Exercise
Render the lines of the listing as a JSON list of strings, one string per line with blank lines dropped, beginning at the line containing "Query: tree" and continuing through the line containing "Query: train cab window".
─── Material for this task
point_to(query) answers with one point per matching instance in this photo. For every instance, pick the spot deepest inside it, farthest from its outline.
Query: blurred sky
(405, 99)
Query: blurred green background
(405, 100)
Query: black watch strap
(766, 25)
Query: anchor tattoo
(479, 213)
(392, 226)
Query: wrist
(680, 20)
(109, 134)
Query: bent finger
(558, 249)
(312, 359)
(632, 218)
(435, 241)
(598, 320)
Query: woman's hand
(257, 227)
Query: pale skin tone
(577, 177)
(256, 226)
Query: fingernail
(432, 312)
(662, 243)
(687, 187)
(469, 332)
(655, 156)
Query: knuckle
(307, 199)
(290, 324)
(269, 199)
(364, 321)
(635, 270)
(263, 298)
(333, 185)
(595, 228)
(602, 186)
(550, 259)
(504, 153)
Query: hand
──────
─── Material for this task
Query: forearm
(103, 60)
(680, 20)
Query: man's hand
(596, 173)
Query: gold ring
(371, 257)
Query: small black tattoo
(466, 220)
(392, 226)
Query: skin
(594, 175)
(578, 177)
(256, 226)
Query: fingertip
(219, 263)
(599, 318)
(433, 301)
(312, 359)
──────
─── Material for this task
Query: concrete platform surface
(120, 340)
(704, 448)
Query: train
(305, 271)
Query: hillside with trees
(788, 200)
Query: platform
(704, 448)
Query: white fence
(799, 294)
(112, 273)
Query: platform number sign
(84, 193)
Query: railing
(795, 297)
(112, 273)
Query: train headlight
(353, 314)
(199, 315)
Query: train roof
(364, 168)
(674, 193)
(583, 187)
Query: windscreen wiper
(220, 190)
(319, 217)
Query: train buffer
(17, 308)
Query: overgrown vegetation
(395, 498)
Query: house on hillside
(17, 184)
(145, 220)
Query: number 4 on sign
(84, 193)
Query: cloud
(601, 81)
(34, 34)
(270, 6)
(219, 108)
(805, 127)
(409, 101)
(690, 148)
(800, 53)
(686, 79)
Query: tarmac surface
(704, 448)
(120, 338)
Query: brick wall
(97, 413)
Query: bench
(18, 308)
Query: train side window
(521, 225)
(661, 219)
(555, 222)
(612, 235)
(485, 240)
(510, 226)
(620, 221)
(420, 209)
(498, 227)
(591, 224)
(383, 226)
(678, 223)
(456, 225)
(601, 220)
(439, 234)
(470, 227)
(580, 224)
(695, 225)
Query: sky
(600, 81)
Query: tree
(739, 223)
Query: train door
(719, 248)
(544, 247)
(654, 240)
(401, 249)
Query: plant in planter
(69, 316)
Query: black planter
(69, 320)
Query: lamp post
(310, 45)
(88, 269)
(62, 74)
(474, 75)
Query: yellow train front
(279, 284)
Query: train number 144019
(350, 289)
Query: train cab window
──────
Solution to this problem
[
  "Query: tree",
  "(739, 223)",
  "Query: train door",
  "(719, 248)",
  "(544, 247)",
  "(654, 240)",
  "(401, 249)",
  "Query: plant in planter",
  "(69, 316)",
  "Query: black planter",
  "(69, 320)",
  "Query: lamp post",
  "(310, 45)",
  "(88, 269)",
  "(62, 74)",
  "(474, 75)",
  "Query: yellow train front",
  "(279, 284)",
  "Query: train number 144019",
  "(350, 289)",
  "Query: train cab window"
]